= Objective =
Set the following entries down again exactly, line by line.

= Recorded information =
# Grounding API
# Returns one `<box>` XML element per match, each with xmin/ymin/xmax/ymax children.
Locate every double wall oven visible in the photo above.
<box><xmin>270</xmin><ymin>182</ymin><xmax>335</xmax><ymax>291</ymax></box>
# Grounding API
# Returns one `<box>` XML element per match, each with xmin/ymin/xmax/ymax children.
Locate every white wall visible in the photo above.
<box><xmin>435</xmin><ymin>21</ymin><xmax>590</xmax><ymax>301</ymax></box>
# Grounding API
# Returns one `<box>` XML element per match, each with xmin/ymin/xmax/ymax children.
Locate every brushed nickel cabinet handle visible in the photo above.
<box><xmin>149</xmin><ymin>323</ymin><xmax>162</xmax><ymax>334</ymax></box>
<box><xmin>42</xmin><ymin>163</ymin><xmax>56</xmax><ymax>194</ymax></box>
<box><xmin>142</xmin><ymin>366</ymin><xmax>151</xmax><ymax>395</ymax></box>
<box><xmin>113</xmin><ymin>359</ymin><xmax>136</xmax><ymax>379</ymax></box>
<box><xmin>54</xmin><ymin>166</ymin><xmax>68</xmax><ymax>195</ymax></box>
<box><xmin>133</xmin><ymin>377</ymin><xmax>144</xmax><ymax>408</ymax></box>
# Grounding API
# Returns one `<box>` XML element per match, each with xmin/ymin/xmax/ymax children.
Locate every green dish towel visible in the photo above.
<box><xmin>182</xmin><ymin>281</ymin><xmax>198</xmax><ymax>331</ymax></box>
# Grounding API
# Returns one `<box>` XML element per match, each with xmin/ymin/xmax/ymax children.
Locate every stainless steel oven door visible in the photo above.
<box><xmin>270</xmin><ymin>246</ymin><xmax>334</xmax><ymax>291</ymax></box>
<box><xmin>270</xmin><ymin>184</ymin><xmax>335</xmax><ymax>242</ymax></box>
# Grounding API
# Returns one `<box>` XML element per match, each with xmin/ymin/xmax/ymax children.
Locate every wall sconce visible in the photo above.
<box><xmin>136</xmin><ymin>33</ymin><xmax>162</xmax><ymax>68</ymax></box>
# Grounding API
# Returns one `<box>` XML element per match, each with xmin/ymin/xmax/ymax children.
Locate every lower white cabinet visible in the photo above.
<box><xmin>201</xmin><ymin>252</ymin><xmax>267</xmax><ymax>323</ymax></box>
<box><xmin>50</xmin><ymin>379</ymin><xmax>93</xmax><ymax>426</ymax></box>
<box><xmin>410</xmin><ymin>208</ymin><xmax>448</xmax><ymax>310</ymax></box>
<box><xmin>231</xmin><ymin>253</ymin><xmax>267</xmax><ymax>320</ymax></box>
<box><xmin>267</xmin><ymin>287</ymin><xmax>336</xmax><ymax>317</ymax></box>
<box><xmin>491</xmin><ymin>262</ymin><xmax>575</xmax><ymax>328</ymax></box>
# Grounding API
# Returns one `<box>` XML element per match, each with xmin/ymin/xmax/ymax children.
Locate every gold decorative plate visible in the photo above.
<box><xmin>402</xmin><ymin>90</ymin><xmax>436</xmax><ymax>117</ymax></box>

= Response to the exercise =
# Grounding API
# Returns one `<box>` XML element per match, each with xmin/ymin/xmax/ymax children.
Locate every double wall oven visible in the photo above.
<box><xmin>270</xmin><ymin>182</ymin><xmax>335</xmax><ymax>291</ymax></box>
# Grounding API
# Returns one `<box>` XML element per match, each with xmin/ymin/xmax/ymax children.
Locate every white wall visible in the photo above.
<box><xmin>435</xmin><ymin>21</ymin><xmax>590</xmax><ymax>301</ymax></box>
# Grounding API
# Returns one `<box>` XML element per match, each with xmin/ymin/xmax/ymax children.
Locate every brushed nickel cabinet handle visible in the photo above.
<box><xmin>149</xmin><ymin>323</ymin><xmax>162</xmax><ymax>334</ymax></box>
<box><xmin>42</xmin><ymin>163</ymin><xmax>56</xmax><ymax>194</ymax></box>
<box><xmin>142</xmin><ymin>366</ymin><xmax>151</xmax><ymax>395</ymax></box>
<box><xmin>113</xmin><ymin>359</ymin><xmax>136</xmax><ymax>379</ymax></box>
<box><xmin>54</xmin><ymin>166</ymin><xmax>68</xmax><ymax>195</ymax></box>
<box><xmin>133</xmin><ymin>377</ymin><xmax>144</xmax><ymax>408</ymax></box>
# Grounding API
# Returns one `<box>` XML element per match, each with xmin/ymin/xmax/ymax children.
Locate every green dish towel visible in the photo above.
<box><xmin>182</xmin><ymin>281</ymin><xmax>198</xmax><ymax>331</ymax></box>
# Grounding API
# Returns one `<box>` XML element per match, each with xmin/ymin/xmax/ymax children.
Locate every stainless steel oven door visible in the photo above.
<box><xmin>270</xmin><ymin>246</ymin><xmax>334</xmax><ymax>291</ymax></box>
<box><xmin>270</xmin><ymin>184</ymin><xmax>335</xmax><ymax>242</ymax></box>
# Grounding API
# Returns one `<box>` XML element per match, each with xmin/ymin/xmax/ymax children.
Locate every wall sconce visible in the photo above.
<box><xmin>136</xmin><ymin>33</ymin><xmax>162</xmax><ymax>68</ymax></box>
# Grounding API
# Returns one `<box>` XML element per match, each with xmin/ymin/xmax/ymax children.
Locate every lower white cabinet visible in the photo above.
<box><xmin>201</xmin><ymin>252</ymin><xmax>267</xmax><ymax>323</ymax></box>
<box><xmin>50</xmin><ymin>379</ymin><xmax>93</xmax><ymax>426</ymax></box>
<box><xmin>410</xmin><ymin>208</ymin><xmax>448</xmax><ymax>310</ymax></box>
<box><xmin>231</xmin><ymin>253</ymin><xmax>267</xmax><ymax>320</ymax></box>
<box><xmin>267</xmin><ymin>287</ymin><xmax>336</xmax><ymax>317</ymax></box>
<box><xmin>491</xmin><ymin>262</ymin><xmax>575</xmax><ymax>328</ymax></box>
# Grounding API
# Returns one `<box>` XML element per match, each with xmin/ymin/xmax/ymax children.
Locate every gold decorative plate visible in the photo above.
<box><xmin>402</xmin><ymin>90</ymin><xmax>436</xmax><ymax>117</ymax></box>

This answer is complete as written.